• _WHAT TO DO_
Duplicate every one of the rows below, reproducing each line character for character.
# RECORD SET start
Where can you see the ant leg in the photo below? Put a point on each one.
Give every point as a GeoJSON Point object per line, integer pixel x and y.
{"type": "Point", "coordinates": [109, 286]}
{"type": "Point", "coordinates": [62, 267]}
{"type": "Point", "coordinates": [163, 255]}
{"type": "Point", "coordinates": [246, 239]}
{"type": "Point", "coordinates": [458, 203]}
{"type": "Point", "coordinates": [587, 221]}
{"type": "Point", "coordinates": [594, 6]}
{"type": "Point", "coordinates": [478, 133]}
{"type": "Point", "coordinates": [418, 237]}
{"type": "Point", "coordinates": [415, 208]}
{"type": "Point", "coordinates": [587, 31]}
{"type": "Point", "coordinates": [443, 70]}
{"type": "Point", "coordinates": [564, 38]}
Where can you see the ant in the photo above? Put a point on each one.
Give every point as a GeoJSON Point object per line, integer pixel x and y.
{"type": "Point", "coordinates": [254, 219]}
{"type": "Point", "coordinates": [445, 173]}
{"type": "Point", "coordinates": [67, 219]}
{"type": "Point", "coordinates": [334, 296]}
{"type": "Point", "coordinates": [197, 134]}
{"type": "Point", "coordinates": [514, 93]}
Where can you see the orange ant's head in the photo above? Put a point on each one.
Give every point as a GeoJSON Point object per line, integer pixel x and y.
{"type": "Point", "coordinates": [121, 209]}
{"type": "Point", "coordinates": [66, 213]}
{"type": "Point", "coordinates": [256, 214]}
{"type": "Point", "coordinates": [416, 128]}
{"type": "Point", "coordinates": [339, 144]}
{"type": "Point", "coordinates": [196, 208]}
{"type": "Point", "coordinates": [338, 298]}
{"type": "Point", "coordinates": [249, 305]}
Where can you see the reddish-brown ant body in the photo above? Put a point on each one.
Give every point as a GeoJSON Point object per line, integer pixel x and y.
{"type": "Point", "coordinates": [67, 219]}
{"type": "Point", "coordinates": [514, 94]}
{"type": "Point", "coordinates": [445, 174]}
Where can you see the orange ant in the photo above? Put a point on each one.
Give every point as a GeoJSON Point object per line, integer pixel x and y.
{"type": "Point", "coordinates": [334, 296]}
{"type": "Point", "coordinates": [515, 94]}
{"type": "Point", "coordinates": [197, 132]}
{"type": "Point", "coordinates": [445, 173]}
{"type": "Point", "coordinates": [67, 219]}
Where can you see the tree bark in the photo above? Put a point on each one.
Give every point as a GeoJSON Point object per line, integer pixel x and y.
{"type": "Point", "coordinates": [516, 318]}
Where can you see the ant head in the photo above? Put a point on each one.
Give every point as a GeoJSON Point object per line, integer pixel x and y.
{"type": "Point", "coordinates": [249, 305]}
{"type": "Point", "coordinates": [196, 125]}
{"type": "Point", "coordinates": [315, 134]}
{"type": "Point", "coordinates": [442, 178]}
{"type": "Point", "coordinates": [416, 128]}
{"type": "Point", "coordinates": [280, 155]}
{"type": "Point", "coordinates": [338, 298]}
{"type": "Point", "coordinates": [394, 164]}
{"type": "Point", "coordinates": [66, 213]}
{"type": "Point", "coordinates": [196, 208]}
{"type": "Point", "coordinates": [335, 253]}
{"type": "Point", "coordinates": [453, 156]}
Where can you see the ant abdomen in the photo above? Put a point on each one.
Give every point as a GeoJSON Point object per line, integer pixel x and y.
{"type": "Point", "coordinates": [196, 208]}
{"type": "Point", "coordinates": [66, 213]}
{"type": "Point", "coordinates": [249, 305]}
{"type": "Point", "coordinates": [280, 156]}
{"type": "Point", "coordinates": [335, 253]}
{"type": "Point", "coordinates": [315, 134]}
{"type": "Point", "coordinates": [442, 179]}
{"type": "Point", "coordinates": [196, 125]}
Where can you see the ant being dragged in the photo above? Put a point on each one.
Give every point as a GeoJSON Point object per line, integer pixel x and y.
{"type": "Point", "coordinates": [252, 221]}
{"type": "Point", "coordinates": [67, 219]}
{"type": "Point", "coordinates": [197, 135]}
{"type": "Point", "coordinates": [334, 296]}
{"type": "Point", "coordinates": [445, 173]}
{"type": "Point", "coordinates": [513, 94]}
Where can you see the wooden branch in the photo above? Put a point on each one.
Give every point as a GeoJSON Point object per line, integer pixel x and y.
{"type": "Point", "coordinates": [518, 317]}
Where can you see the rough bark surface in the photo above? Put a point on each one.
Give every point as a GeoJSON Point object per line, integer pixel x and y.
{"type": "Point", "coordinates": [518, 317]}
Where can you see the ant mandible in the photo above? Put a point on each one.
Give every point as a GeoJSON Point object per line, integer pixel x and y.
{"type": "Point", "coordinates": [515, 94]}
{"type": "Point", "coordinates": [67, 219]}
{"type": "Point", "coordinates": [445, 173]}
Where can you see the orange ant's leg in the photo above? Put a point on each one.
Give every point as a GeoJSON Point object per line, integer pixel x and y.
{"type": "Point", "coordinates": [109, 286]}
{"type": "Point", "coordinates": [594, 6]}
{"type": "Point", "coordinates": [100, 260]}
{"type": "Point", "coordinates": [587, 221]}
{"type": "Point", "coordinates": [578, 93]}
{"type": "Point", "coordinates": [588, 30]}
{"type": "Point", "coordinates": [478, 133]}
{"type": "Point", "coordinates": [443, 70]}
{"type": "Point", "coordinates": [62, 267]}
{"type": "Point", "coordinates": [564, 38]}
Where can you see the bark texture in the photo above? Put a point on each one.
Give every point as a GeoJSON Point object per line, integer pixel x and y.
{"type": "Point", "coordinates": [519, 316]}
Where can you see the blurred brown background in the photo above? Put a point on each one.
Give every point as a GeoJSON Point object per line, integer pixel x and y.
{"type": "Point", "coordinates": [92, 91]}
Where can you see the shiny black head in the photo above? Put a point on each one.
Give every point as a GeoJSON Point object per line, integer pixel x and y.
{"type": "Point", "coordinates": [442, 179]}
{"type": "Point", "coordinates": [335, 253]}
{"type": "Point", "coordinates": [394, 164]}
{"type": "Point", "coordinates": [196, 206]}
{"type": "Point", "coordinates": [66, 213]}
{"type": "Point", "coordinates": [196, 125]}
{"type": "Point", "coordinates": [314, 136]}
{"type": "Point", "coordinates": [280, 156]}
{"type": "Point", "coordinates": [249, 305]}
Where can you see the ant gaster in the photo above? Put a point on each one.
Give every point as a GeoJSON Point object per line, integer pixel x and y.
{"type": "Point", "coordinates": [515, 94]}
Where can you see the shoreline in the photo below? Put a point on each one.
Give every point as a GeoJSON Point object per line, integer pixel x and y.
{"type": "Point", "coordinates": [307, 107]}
# RECORD SET end
• _SOLUTION TO THIS EXERCISE_
Where can you see the ant leg in the photo below? Put a point on each one.
Give every point as a GeoJSON Point object per line, integer pixel x and y.
{"type": "Point", "coordinates": [109, 286]}
{"type": "Point", "coordinates": [62, 267]}
{"type": "Point", "coordinates": [163, 255]}
{"type": "Point", "coordinates": [246, 239]}
{"type": "Point", "coordinates": [458, 203]}
{"type": "Point", "coordinates": [587, 221]}
{"type": "Point", "coordinates": [594, 6]}
{"type": "Point", "coordinates": [478, 133]}
{"type": "Point", "coordinates": [418, 237]}
{"type": "Point", "coordinates": [415, 208]}
{"type": "Point", "coordinates": [587, 31]}
{"type": "Point", "coordinates": [443, 70]}
{"type": "Point", "coordinates": [564, 38]}
Where can you see the ant in the photo above? Put a point on each one.
Give every point as a GeoJSON Point object per line, integer pixel x and y.
{"type": "Point", "coordinates": [254, 219]}
{"type": "Point", "coordinates": [445, 173]}
{"type": "Point", "coordinates": [67, 219]}
{"type": "Point", "coordinates": [334, 296]}
{"type": "Point", "coordinates": [197, 134]}
{"type": "Point", "coordinates": [514, 93]}
Where can you see the orange ant's head in the photo above? Put a point on each one.
Give every point as a GeoJSON Point object per line, integer pixel x and y.
{"type": "Point", "coordinates": [121, 209]}
{"type": "Point", "coordinates": [66, 213]}
{"type": "Point", "coordinates": [256, 214]}
{"type": "Point", "coordinates": [416, 128]}
{"type": "Point", "coordinates": [339, 144]}
{"type": "Point", "coordinates": [196, 208]}
{"type": "Point", "coordinates": [338, 298]}
{"type": "Point", "coordinates": [249, 305]}
Where can you see the reddish-brown ant body in the photo above? Put a point on each one.
Give every point as a GeoJSON Point object per line, integer pixel x and y.
{"type": "Point", "coordinates": [67, 219]}
{"type": "Point", "coordinates": [514, 94]}
{"type": "Point", "coordinates": [445, 174]}
Where can you see the orange ant in the photo above? Put a point on each one.
Give every point as a GeoJSON Point object per line, integer pixel x and y.
{"type": "Point", "coordinates": [334, 296]}
{"type": "Point", "coordinates": [515, 94]}
{"type": "Point", "coordinates": [197, 132]}
{"type": "Point", "coordinates": [445, 173]}
{"type": "Point", "coordinates": [67, 219]}
Where can you see the tree bark in the photo above? Put a point on each one.
Give every point as a GeoJSON Point object per line, integer pixel x and y.
{"type": "Point", "coordinates": [516, 318]}
Where can you see the ant head in the photo above? Put a point on each one.
Give every point as a GeoJSON Point object per line, integer pixel x and y.
{"type": "Point", "coordinates": [249, 305]}
{"type": "Point", "coordinates": [196, 125]}
{"type": "Point", "coordinates": [315, 134]}
{"type": "Point", "coordinates": [442, 178]}
{"type": "Point", "coordinates": [416, 128]}
{"type": "Point", "coordinates": [280, 155]}
{"type": "Point", "coordinates": [338, 298]}
{"type": "Point", "coordinates": [394, 164]}
{"type": "Point", "coordinates": [66, 213]}
{"type": "Point", "coordinates": [196, 208]}
{"type": "Point", "coordinates": [335, 253]}
{"type": "Point", "coordinates": [453, 156]}
Where can you see the ant abdomen in the photo above? Put a point on each one.
Give every point as a GeoJSON Point object per line, integer pixel x and y.
{"type": "Point", "coordinates": [196, 208]}
{"type": "Point", "coordinates": [66, 213]}
{"type": "Point", "coordinates": [249, 305]}
{"type": "Point", "coordinates": [280, 156]}
{"type": "Point", "coordinates": [335, 253]}
{"type": "Point", "coordinates": [315, 134]}
{"type": "Point", "coordinates": [442, 179]}
{"type": "Point", "coordinates": [196, 125]}
Where can you see the ant being dragged in the photo above? Put a point on each one.
Give every point as a GeoJSON Point object per line, integer pixel x and y.
{"type": "Point", "coordinates": [252, 221]}
{"type": "Point", "coordinates": [67, 219]}
{"type": "Point", "coordinates": [197, 135]}
{"type": "Point", "coordinates": [334, 296]}
{"type": "Point", "coordinates": [445, 173]}
{"type": "Point", "coordinates": [513, 94]}
Where can you see the wooden branch in the photo above? Put a point on each one.
Give every point as a GeoJSON Point object per line, integer pixel x and y.
{"type": "Point", "coordinates": [518, 317]}
Where can you see the rough bark surface in the photo above? Put a point on each one.
Give every point as a GeoJSON Point object per line, integer pixel x and y.
{"type": "Point", "coordinates": [518, 317]}
Where can you see the ant mandible in the photo above? Put a point on each one.
Give every point as a GeoJSON Point object per line, integer pixel x and y.
{"type": "Point", "coordinates": [515, 94]}
{"type": "Point", "coordinates": [67, 219]}
{"type": "Point", "coordinates": [445, 173]}
Where can you see the orange ant's leg in the photo above? Put a point on each one.
Give every point as a GeoJSON Point object per line, integer pixel x and y.
{"type": "Point", "coordinates": [109, 286]}
{"type": "Point", "coordinates": [594, 6]}
{"type": "Point", "coordinates": [100, 260]}
{"type": "Point", "coordinates": [587, 221]}
{"type": "Point", "coordinates": [578, 93]}
{"type": "Point", "coordinates": [588, 30]}
{"type": "Point", "coordinates": [478, 133]}
{"type": "Point", "coordinates": [443, 70]}
{"type": "Point", "coordinates": [62, 267]}
{"type": "Point", "coordinates": [564, 38]}
Where can you see the bark texture in the photo above? Put a point on each one.
Give every point as a GeoJSON Point object per line, integer pixel x and y.
{"type": "Point", "coordinates": [519, 316]}
Where can you see the blurred brown background in the photo above? Put a point on each one.
Give every point as a GeoJSON Point object per line, integer pixel x and y.
{"type": "Point", "coordinates": [92, 91]}
Where can you see the shiny black head in the photo above? Put a point on each one.
Give every point as a GeoJSON Point object per line, integer pixel x and y.
{"type": "Point", "coordinates": [442, 179]}
{"type": "Point", "coordinates": [335, 253]}
{"type": "Point", "coordinates": [394, 164]}
{"type": "Point", "coordinates": [196, 206]}
{"type": "Point", "coordinates": [66, 213]}
{"type": "Point", "coordinates": [196, 125]}
{"type": "Point", "coordinates": [314, 136]}
{"type": "Point", "coordinates": [280, 156]}
{"type": "Point", "coordinates": [249, 305]}
Where can you see the ant gaster in the photo above? Put a point on each one.
Give every point as a GeoJSON Point object per line, integer pixel x and y.
{"type": "Point", "coordinates": [515, 94]}
Where can you see the shoreline in the photo below? Put a point on each one.
Give every point as a GeoJSON Point object per line, integer pixel x and y.
{"type": "Point", "coordinates": [307, 107]}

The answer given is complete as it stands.